### Directive
Rewrite all of the records below, changing every "Solution" to "Result" and leaving everything else as it is.

# Records for the task start

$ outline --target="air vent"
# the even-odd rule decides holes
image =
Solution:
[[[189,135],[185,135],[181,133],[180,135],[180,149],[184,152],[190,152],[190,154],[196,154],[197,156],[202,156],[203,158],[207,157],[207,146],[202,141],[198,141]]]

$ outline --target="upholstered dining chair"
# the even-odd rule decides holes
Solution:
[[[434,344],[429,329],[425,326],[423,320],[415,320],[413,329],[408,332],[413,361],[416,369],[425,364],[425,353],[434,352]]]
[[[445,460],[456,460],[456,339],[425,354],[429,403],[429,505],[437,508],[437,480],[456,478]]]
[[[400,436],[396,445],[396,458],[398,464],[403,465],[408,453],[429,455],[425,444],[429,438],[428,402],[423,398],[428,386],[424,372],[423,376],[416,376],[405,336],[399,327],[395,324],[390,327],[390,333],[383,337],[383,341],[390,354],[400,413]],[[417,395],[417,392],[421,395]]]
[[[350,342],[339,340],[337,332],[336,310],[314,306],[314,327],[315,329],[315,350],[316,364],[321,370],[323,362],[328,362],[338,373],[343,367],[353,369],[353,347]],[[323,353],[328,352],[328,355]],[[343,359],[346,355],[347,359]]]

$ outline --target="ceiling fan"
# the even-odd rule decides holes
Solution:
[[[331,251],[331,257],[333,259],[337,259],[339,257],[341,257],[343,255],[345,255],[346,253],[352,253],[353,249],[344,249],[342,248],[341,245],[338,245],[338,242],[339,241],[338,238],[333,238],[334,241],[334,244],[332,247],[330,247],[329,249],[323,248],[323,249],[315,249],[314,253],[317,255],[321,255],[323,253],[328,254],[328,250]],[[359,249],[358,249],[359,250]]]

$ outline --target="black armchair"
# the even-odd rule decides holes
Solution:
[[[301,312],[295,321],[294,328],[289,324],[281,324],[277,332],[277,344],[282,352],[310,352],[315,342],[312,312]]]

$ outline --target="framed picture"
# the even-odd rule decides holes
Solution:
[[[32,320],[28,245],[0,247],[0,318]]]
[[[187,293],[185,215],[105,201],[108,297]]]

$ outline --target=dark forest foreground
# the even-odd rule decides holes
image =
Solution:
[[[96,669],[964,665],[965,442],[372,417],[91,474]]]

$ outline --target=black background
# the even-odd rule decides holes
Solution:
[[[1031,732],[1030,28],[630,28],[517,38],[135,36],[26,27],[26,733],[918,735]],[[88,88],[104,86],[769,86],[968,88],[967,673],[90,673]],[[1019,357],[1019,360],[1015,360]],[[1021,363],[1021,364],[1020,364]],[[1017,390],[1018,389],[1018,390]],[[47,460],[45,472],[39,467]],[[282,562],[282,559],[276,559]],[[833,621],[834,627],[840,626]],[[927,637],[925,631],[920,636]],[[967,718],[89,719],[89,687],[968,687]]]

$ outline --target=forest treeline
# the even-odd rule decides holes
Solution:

# Records for the task end

### The result
$ outline --target="air vent"
# the even-odd rule decides holes
image =
Result:
[[[189,135],[185,135],[181,133],[180,135],[180,149],[184,152],[190,152],[190,154],[196,154],[197,156],[202,156],[203,158],[207,157],[207,146],[202,141],[198,141]]]

$ outline --target="upholstered dining chair"
# the even-odd rule decides holes
Result:
[[[434,344],[429,329],[425,326],[423,320],[415,320],[413,329],[408,332],[413,361],[416,369],[425,364],[425,353],[434,352]]]
[[[445,460],[456,460],[456,339],[425,354],[429,403],[429,505],[437,508],[437,480],[456,478]]]
[[[400,436],[396,445],[396,458],[398,464],[403,465],[408,453],[429,455],[425,444],[429,438],[428,402],[423,398],[428,386],[424,372],[423,376],[416,376],[405,336],[399,327],[395,324],[390,327],[390,333],[383,337],[383,341],[390,354],[400,413]],[[417,395],[417,392],[421,395]]]
[[[350,342],[339,340],[337,332],[336,310],[314,306],[314,327],[315,329],[315,350],[316,364],[321,370],[323,362],[328,362],[338,373],[343,367],[353,369],[353,347]],[[323,353],[328,352],[328,355]],[[343,359],[346,355],[347,359]]]

$ outline --target="ceiling fan"
# the even-odd rule decides holes
Result:
[[[331,251],[331,257],[333,259],[337,259],[339,257],[341,257],[343,255],[345,255],[346,253],[352,253],[353,249],[344,249],[342,248],[341,245],[338,245],[338,242],[339,241],[338,238],[333,238],[334,241],[334,244],[332,247],[330,247],[329,249],[323,248],[323,249],[315,249],[314,253],[317,255],[321,255],[323,253],[328,254],[328,250]],[[359,249],[358,249],[359,250]]]

$ outline --target="black armchair"
# the even-odd rule decides holes
Result:
[[[301,312],[295,321],[294,328],[289,324],[281,324],[277,332],[277,344],[282,352],[310,352],[315,342],[312,312]]]

$ outline --target="framed picture"
# the even-odd rule decides holes
Result:
[[[32,320],[28,245],[0,247],[0,318]]]
[[[187,293],[185,215],[105,201],[108,297]]]

$ outline --target=dark forest foreground
# the even-odd rule decides holes
image =
Result:
[[[96,669],[964,665],[965,442],[372,417],[91,474]]]

$ outline --target=black background
# the even-odd rule decides holes
Result:
[[[1031,732],[1030,28],[630,28],[517,38],[135,36],[26,27],[26,733],[918,735]],[[88,88],[104,86],[769,86],[968,88],[967,673],[90,673]],[[1019,357],[1019,360],[1015,360]],[[1021,363],[1021,364],[1020,364]],[[1017,390],[1018,389],[1018,390]],[[47,460],[45,472],[39,467]],[[282,562],[282,559],[276,559]],[[833,621],[834,627],[840,626]],[[927,637],[925,631],[920,636]],[[967,718],[89,719],[89,687],[968,687]]]

$ outline --target=forest treeline
# the even-odd rule decides holes
Result:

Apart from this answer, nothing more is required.